• _TASK SET_:
1. Answer these questions using the transcript:
(a) When have retail companies typically run the batch processes that produce recommendations?
(b) What does the speaker give as a great example of looking for patterns?
(c) What shared detail, once found across different properties, might trigger alarm bells?
2. List every product that the transcript says a retail banking customer might have with the bank.
3. Extend the transcript about spotting fraud rings in retail banking, starting from where it stops.

-- Start of TEXT PROVIDED --

Lju Lazarevic (14:07):

Yeah, and typically those have been overnight batch processes. So that's the way that a lot of retail companies have dealt with that challenge around the slow queries would be where you run this process overnight, you get some data, those are your recommendations. That's what you use the following business day. But obviously the big challenge behind that is you're potentially dealing with stale data. What happens with products go out of stock, et cetera. And this is a real game changer to be able to do this real time. And you adapt according to any promotions you have, or whether you want to do some real time dynamic pricing and so forth.

 

Lju Lazarevic (14:44):

Another really powerful one is infrared detection. So we touched on a little bit about this idea of looking for patterns and a great example of this would be looking for fraud rings. So if you think about retail banking, where typically you would have an account customer who would have number of products with you, so maybe they've got a bank account, maybe they've got a loan with you, credit cards and so forth. And what do you do to look out for warning signs? If somebody's looking to request a loan, how do you know if that's a typical situation? Is that out of the blue?

 

Lju Lazarevic (15:23):

What you can do is start to look for these fraud rings, where you step back and have a look at things such as our details being recycled or social security numbers being recycled. Okay, that's pretty straightforward. But what if we step back a little bit further and we want to understand, for example, whether the same phone number for landline for a house is being used by two different people, where there's nothing unusual there, but if you then keep traversing through the graph, you discover that same phone number as being split across different properties. So that might trigger alarm bells. So there's lots of different things that you can start to piece together by being able to look for certain patterns.

-- End of TEXT PROVIDED --
-- Start of STORED RECORDS --

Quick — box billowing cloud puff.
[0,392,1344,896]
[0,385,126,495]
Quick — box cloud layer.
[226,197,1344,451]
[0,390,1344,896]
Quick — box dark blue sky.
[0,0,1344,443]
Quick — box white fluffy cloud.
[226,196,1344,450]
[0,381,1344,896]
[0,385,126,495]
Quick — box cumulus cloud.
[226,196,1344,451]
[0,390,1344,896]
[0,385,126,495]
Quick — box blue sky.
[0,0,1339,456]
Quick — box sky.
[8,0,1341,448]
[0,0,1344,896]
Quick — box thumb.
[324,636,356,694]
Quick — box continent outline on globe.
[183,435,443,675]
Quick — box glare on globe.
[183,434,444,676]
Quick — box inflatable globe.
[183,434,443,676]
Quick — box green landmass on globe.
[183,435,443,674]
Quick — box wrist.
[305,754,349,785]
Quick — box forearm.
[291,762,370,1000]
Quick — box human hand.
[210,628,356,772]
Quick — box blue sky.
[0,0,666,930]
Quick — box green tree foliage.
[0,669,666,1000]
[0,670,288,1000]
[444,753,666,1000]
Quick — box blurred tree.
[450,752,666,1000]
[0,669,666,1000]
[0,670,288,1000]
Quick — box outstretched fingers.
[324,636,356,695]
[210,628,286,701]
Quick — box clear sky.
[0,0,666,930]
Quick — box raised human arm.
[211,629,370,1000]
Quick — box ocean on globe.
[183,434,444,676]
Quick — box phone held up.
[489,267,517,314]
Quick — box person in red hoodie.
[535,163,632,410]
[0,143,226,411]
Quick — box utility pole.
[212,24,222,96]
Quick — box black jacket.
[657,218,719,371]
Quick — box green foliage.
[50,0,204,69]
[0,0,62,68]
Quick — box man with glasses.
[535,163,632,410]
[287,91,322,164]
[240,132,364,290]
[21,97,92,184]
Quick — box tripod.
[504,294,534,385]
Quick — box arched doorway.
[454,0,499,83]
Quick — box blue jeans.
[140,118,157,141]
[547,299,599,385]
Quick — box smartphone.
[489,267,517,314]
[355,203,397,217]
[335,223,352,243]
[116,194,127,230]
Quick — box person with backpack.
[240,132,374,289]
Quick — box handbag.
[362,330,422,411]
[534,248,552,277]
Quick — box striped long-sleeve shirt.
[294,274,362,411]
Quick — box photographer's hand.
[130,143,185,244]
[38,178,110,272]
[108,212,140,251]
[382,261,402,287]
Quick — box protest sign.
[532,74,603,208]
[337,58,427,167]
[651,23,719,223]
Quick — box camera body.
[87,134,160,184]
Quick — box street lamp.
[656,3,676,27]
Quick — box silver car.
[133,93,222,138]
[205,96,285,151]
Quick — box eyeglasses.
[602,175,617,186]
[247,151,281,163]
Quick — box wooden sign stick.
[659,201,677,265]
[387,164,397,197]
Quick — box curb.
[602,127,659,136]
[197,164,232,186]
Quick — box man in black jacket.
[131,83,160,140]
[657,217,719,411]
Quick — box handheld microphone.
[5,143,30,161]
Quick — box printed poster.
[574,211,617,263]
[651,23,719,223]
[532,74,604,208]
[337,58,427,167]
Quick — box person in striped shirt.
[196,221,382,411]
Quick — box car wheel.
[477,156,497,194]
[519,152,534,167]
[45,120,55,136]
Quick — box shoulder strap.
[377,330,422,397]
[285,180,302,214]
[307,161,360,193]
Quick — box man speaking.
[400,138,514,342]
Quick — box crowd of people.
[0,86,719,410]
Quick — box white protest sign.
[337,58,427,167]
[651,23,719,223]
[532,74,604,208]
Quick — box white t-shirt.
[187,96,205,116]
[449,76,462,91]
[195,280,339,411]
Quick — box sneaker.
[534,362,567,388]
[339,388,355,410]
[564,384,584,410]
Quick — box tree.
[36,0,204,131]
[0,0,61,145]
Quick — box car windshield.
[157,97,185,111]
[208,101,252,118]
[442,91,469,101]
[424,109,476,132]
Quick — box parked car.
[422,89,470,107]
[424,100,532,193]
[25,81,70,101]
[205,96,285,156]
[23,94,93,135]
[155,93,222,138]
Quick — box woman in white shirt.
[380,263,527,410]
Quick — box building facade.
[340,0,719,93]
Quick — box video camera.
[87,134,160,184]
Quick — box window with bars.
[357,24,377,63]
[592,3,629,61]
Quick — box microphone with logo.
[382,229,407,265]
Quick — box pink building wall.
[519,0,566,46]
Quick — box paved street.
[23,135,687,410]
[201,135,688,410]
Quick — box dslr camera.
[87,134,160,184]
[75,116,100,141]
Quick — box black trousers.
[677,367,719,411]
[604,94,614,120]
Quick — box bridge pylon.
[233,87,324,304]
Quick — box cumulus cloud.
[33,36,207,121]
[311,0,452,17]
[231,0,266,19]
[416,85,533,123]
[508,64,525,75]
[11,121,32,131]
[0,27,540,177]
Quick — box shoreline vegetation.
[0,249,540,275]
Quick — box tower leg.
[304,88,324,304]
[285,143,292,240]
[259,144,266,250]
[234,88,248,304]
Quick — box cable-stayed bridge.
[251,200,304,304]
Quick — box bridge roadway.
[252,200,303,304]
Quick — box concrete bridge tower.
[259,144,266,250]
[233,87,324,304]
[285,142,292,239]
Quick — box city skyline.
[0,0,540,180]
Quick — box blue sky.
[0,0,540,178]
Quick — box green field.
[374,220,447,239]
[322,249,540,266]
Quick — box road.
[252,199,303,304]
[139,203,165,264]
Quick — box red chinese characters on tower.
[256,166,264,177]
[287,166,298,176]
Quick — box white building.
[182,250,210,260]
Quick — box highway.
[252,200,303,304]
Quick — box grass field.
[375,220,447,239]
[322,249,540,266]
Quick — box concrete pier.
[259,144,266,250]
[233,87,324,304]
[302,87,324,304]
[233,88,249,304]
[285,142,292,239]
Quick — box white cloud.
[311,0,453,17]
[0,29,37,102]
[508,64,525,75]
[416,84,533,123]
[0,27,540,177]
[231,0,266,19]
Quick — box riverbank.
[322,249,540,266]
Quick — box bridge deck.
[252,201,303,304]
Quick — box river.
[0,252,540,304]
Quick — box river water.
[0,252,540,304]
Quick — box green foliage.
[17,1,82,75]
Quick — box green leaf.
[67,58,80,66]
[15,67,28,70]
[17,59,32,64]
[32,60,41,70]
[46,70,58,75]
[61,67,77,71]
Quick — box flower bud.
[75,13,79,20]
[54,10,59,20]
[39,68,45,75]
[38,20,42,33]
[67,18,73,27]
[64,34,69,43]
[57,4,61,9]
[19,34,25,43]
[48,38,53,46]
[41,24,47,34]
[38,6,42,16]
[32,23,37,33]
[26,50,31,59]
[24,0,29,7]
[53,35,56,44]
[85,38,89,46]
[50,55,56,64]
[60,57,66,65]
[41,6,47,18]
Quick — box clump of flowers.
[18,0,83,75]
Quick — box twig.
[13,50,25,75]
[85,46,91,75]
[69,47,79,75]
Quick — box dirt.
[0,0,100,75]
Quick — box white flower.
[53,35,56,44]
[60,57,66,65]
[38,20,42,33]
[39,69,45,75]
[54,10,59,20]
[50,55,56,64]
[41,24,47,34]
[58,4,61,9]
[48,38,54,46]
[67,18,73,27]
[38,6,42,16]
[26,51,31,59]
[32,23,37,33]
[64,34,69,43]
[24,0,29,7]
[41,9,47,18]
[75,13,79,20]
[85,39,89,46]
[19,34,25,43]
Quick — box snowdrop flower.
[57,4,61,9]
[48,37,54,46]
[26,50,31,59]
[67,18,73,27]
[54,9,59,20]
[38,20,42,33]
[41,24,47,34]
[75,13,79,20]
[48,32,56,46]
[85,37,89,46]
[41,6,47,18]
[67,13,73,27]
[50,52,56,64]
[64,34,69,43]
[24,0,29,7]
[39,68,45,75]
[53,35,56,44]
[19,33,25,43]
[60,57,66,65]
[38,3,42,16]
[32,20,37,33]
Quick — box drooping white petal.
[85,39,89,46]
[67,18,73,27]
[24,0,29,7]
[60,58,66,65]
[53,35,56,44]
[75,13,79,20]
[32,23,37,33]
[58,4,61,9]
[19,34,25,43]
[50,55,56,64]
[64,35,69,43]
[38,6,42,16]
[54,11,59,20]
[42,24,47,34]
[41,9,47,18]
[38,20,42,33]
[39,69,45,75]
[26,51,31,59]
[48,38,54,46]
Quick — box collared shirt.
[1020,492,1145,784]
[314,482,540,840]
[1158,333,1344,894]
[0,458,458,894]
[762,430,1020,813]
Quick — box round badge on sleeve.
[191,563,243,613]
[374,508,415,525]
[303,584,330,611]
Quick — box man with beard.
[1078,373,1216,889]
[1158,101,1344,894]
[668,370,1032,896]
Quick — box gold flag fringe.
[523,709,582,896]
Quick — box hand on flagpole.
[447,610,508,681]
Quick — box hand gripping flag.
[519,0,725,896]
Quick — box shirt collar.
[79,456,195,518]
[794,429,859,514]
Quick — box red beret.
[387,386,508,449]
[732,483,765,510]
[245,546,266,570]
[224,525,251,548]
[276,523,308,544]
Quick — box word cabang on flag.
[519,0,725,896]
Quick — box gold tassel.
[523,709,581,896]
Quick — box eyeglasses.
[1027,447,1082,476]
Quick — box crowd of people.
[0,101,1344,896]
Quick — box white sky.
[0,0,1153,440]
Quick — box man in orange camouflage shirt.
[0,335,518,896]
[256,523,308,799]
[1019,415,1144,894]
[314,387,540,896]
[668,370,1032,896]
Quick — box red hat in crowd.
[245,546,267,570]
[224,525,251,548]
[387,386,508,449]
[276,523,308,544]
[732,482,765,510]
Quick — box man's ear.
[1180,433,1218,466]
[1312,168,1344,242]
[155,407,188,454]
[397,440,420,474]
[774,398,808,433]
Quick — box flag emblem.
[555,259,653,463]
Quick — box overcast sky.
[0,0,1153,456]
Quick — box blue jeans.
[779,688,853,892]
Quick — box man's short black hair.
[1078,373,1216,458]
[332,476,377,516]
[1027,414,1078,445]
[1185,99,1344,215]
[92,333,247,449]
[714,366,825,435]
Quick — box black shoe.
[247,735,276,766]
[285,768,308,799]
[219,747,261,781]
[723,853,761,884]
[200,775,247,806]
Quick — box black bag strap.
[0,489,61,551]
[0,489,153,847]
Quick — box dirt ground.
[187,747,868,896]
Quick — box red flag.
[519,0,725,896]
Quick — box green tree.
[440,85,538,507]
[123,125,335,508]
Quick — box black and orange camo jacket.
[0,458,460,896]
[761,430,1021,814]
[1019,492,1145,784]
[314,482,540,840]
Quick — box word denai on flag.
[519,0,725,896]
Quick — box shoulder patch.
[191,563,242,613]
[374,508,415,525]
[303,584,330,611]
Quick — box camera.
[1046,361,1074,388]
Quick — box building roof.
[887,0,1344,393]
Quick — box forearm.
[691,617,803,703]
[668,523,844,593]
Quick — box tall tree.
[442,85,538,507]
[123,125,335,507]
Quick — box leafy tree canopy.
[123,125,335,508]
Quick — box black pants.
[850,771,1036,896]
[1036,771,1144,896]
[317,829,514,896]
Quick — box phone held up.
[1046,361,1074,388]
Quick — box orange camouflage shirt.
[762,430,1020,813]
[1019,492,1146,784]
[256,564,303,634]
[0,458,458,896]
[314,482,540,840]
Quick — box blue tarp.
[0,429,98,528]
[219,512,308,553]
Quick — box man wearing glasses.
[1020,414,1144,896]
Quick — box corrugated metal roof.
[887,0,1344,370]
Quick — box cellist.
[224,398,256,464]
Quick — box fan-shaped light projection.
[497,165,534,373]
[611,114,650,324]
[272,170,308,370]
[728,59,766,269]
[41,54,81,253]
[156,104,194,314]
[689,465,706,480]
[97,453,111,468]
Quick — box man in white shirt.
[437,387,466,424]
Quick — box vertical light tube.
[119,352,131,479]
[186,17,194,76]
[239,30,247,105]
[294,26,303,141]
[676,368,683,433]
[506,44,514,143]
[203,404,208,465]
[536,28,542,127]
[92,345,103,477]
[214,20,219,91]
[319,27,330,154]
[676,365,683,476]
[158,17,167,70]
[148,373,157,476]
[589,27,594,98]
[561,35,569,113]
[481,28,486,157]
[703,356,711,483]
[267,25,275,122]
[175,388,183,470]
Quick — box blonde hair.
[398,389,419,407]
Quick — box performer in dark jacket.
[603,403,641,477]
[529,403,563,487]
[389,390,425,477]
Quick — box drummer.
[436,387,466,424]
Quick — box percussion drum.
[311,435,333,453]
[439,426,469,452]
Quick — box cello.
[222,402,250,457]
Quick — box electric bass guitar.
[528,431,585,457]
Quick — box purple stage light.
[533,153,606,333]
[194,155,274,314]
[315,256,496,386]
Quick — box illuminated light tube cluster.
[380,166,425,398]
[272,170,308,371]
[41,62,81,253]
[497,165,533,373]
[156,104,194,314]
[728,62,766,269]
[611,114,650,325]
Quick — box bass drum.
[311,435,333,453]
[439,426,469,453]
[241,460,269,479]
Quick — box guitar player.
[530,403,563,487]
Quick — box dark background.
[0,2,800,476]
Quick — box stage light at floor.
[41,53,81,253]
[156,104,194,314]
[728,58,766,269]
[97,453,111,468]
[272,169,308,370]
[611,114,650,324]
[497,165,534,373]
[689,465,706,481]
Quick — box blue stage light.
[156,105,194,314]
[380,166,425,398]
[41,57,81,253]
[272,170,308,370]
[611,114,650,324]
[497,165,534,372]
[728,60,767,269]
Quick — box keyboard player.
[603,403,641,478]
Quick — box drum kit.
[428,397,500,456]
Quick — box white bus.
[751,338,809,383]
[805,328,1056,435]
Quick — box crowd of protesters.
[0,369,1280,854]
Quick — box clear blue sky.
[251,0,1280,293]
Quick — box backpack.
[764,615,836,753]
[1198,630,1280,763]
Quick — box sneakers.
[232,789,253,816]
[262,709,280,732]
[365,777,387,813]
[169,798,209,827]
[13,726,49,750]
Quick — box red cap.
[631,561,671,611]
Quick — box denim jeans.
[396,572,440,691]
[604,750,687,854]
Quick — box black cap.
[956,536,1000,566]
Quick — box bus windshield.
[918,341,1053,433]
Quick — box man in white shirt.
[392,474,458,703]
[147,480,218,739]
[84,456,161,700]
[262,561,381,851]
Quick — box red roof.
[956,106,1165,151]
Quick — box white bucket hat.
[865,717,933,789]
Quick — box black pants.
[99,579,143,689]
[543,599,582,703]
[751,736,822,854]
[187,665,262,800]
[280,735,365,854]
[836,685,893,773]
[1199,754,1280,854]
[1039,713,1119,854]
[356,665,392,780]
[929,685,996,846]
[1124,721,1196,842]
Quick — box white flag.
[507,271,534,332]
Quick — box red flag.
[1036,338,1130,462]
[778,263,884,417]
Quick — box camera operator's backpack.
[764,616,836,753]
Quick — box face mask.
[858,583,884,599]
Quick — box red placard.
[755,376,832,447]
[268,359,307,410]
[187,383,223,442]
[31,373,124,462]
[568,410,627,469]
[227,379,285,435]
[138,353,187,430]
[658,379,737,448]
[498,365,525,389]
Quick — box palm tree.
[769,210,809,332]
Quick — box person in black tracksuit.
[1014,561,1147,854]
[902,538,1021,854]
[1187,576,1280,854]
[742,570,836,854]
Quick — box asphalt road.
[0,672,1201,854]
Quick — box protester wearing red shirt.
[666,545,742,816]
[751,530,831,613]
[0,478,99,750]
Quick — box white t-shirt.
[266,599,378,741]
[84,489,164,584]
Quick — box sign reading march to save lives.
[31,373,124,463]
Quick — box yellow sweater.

-- End of STORED RECORDS --

• _ANSWERS TO EACH TASK_:
1.
(a) Overnight.
(b) Looking for fraud rings.
(c) The same landline phone number.

2.
- Bank account
- Loan
- Credit cards

3.
 

Lju Lazarevic (16:03):

So, in the example of the fraud on here, you wouldn't expect to find long connections from a retail customer. You'd expect to find a fairly small sparse star shaped graph. So as soon as you start to see a long line of connections, which you can query as a pattern that brings back something that maybe you need to investigate that further. And you can start to think of that from a real-time perspective as people putting applications in, or they're trying to set up a new account, you can have a look at data you've got in your existing graph compared to the new data coming in to see, is there something that needs to be investigated further.

 

William Lyon (16:42):

Focusing in again, on this concept of near real time query performance. Fraud detection, just like personalized recommendations is a great example where I need to have the results to, "is this a fraudulent transaction? Yes or no?" In something like 10 20 milliseconds, because when someone swipes their credit card, they don't want to be standing there waiting multiple minutes for their credit card transaction to be approved or not, right? There's a very small window of time where the bank, the credit card processing company needs to go through this process of, is this a suspicious transaction? Do I want to flag this for further analysis? Yes or no? So that I think is a really important aspect. Just like in the personalized recommendations use case where I need to be able to serve those personalized recommendations to the user in near real time, as they're browsing the website, they're not going to wait two minutes for me to go fetch and see what are relevant recommendations as they're browsing my product catalog. I need to be able to show those in tens of milliseconds to the user.

 

Lju Lazarevic (17:51):

Absolutely, and another really graphy use case would be network management. So all about the devices you've got in your network, this can be servers, routers, the load balances, any applications you're running, virtual machines, so forth. And what's really useful around this is if you've got an outage happening or you have a series of events happening within your network, that may be triggering an outage. It's not going to be good enough to know that a certain server's going to go out. You want to be able to determine what's going to be the impact on that. So are you effectively going to end up with an outage that impacts many users.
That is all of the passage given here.